-- BEGIN SUPPLIED RECORDS --

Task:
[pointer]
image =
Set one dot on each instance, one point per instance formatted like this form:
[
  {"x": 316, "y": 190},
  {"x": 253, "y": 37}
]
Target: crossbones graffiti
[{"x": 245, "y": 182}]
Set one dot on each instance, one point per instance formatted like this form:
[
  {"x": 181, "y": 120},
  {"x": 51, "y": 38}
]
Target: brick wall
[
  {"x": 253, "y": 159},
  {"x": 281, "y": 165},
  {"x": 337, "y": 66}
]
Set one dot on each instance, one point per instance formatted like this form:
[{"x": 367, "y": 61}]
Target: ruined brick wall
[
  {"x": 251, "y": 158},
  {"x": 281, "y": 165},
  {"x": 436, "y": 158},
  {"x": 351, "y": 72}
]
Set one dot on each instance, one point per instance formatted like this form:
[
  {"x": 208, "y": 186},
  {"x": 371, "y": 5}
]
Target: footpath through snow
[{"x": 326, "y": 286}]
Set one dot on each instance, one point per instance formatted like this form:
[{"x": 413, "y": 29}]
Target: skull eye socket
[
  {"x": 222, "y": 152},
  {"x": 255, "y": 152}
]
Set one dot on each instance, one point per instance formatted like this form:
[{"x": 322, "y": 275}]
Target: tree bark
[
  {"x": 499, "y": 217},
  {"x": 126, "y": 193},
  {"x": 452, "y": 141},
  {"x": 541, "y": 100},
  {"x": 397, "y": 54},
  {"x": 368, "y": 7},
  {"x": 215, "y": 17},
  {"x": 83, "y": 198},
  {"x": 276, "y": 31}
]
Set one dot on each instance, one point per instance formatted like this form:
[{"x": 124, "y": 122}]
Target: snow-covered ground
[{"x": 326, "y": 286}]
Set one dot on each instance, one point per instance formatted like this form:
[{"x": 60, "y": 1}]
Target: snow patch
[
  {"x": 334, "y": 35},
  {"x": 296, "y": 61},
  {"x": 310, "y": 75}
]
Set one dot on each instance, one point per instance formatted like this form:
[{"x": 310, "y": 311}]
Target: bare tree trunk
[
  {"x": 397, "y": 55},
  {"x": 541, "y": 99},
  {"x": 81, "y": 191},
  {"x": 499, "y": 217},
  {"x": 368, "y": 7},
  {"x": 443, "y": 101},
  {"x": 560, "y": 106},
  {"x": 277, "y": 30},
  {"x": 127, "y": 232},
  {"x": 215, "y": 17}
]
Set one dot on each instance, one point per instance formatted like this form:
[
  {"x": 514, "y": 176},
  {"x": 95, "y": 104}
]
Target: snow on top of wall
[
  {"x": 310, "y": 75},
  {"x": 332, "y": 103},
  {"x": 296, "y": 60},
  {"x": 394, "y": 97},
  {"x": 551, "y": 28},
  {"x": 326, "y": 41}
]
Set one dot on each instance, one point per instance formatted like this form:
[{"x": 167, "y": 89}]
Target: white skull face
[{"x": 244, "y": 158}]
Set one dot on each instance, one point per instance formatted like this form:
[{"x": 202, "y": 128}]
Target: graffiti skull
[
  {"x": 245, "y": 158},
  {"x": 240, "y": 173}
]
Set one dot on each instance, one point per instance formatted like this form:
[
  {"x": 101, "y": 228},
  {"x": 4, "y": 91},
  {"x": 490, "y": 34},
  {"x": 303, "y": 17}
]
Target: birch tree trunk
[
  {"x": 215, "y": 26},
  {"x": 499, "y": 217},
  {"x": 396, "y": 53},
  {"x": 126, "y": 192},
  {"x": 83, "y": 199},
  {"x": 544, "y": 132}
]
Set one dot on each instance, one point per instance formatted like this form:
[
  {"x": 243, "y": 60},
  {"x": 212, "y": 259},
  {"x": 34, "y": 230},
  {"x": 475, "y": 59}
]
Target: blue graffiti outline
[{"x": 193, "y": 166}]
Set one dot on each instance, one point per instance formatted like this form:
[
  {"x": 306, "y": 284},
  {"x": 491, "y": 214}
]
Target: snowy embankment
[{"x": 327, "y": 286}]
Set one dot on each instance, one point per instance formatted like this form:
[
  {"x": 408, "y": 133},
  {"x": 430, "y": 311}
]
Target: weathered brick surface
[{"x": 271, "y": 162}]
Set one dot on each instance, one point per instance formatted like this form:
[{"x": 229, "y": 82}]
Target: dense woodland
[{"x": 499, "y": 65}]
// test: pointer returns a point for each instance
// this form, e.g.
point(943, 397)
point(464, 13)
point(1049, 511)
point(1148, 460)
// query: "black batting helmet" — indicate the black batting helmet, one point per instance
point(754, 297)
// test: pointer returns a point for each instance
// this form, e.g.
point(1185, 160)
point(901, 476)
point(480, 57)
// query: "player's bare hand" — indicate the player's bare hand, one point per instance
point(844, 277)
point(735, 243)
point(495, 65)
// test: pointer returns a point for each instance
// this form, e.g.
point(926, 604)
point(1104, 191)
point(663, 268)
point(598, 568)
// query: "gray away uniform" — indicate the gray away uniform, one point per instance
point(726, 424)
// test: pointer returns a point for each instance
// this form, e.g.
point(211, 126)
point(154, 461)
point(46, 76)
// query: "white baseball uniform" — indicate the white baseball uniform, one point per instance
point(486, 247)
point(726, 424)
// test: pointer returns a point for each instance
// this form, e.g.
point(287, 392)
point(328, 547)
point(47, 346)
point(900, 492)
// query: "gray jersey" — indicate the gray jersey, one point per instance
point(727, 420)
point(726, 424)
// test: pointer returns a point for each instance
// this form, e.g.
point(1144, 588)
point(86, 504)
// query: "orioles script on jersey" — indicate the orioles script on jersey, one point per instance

-- END SUPPLIED RECORDS --

◆ **WHAT YOU NEED TO DO**
Please set down each line of the records exactly as given.

◆ **COMPLETE RESPONSE**
Task:
[pointer]
image =
Set one dot on each instance, one point per instance formatted like this form:
[
  {"x": 316, "y": 190},
  {"x": 253, "y": 37}
]
Target: crossbones graffiti
[{"x": 245, "y": 182}]
Set one dot on each instance, one point per instance formatted like this form:
[
  {"x": 181, "y": 120},
  {"x": 51, "y": 38}
]
Target: brick wall
[
  {"x": 253, "y": 159},
  {"x": 281, "y": 165},
  {"x": 337, "y": 66}
]
Set one dot on each instance, one point per instance formatted like this form:
[{"x": 367, "y": 61}]
Target: ruined brick wall
[
  {"x": 251, "y": 158},
  {"x": 281, "y": 165},
  {"x": 436, "y": 158},
  {"x": 351, "y": 72}
]
Set one dot on each instance, one point per instance formatted like this form:
[
  {"x": 208, "y": 186},
  {"x": 371, "y": 5}
]
Target: footpath through snow
[{"x": 326, "y": 286}]
Set one dot on each instance, one point per instance formatted like this form:
[{"x": 413, "y": 29}]
Target: skull eye socket
[
  {"x": 222, "y": 152},
  {"x": 255, "y": 152}
]
Set one dot on each instance, one point per instance formatted like this form:
[{"x": 322, "y": 275}]
Target: tree bark
[
  {"x": 499, "y": 217},
  {"x": 126, "y": 193},
  {"x": 452, "y": 141},
  {"x": 541, "y": 100},
  {"x": 397, "y": 54},
  {"x": 368, "y": 7},
  {"x": 215, "y": 17},
  {"x": 83, "y": 198},
  {"x": 276, "y": 31}
]
Set one dot on each instance, one point per instance formatted like this form:
[{"x": 124, "y": 122}]
Target: snow-covered ground
[{"x": 326, "y": 286}]
Set one dot on each instance, one point per instance formatted like this form:
[{"x": 60, "y": 1}]
Target: snow patch
[
  {"x": 334, "y": 35},
  {"x": 296, "y": 61},
  {"x": 310, "y": 75}
]
Set one dot on each instance, one point per instance formatted like this form:
[{"x": 310, "y": 311}]
Target: bare tree trunk
[
  {"x": 397, "y": 55},
  {"x": 541, "y": 99},
  {"x": 81, "y": 191},
  {"x": 499, "y": 217},
  {"x": 368, "y": 7},
  {"x": 443, "y": 101},
  {"x": 560, "y": 106},
  {"x": 277, "y": 30},
  {"x": 127, "y": 232},
  {"x": 215, "y": 17}
]
Set one dot on each instance, one point per instance formatted like this form:
[
  {"x": 514, "y": 176},
  {"x": 95, "y": 104}
]
Target: snow on top of wall
[
  {"x": 310, "y": 75},
  {"x": 332, "y": 103},
  {"x": 296, "y": 60},
  {"x": 394, "y": 97},
  {"x": 551, "y": 28},
  {"x": 326, "y": 41}
]
Set one dot on each instance, one point per instance formatted like this form:
[{"x": 167, "y": 89}]
Target: white skull face
[{"x": 244, "y": 158}]
Set one dot on each instance, one point per instance formatted like this form:
[{"x": 202, "y": 128}]
Target: graffiti skull
[
  {"x": 245, "y": 158},
  {"x": 240, "y": 173}
]
Set one dot on each instance, one point per instance formatted like this form:
[
  {"x": 101, "y": 228},
  {"x": 4, "y": 91},
  {"x": 490, "y": 34},
  {"x": 303, "y": 17}
]
Target: birch tree trunk
[
  {"x": 215, "y": 26},
  {"x": 499, "y": 217},
  {"x": 396, "y": 53},
  {"x": 126, "y": 192},
  {"x": 83, "y": 199},
  {"x": 544, "y": 132}
]
Set one dot on each instance, one point per instance formatted like this form:
[
  {"x": 243, "y": 60},
  {"x": 212, "y": 259},
  {"x": 34, "y": 230},
  {"x": 475, "y": 59}
]
Target: blue graffiti outline
[{"x": 193, "y": 166}]
Set one dot on each instance, one point per instance formatted like this form:
[
  {"x": 306, "y": 284},
  {"x": 491, "y": 214}
]
Target: snowy embankment
[{"x": 327, "y": 286}]
Set one dot on each instance, one point per instance formatted like this form:
[
  {"x": 408, "y": 133},
  {"x": 430, "y": 311}
]
Target: weathered brick surface
[{"x": 271, "y": 162}]
Set one dot on each instance, one point per instance formatted like this form:
[{"x": 229, "y": 82}]
Target: dense woodland
[{"x": 499, "y": 65}]
// test: pointer returns a point for each instance
// this form, e.g.
point(943, 397)
point(464, 13)
point(1049, 511)
point(1148, 460)
// query: "black batting helmet" — indicate the black batting helmet, one point per instance
point(754, 297)
// test: pointer returns a point for each instance
// this form, e.g.
point(1185, 160)
point(901, 476)
point(480, 57)
// query: "player's bare hand" — indicate the player's bare hand, one point per instance
point(844, 277)
point(735, 243)
point(495, 65)
// test: pointer returns a point for each instance
// this form, e.g.
point(926, 604)
point(1104, 191)
point(663, 268)
point(598, 568)
// query: "gray away uniform" — indicate the gray away uniform, one point per instance
point(726, 424)
// test: pointer returns a point for each instance
// this form, e.g.
point(211, 126)
point(154, 461)
point(46, 76)
// query: "white baseball uniform" — indicate the white baseball uniform, one point per instance
point(486, 247)
point(726, 424)
// test: pointer returns a point for each instance
// this form, e.g.
point(287, 392)
point(328, 547)
point(47, 346)
point(900, 492)
// query: "gray jersey" — indicate the gray jersey, one point per instance
point(727, 420)
point(726, 424)
// test: pointer returns a point for each instance
// this form, e.g.
point(1144, 588)
point(86, 504)
// query: "orioles script on jersey" — indicate the orioles script on jersey, one point per instance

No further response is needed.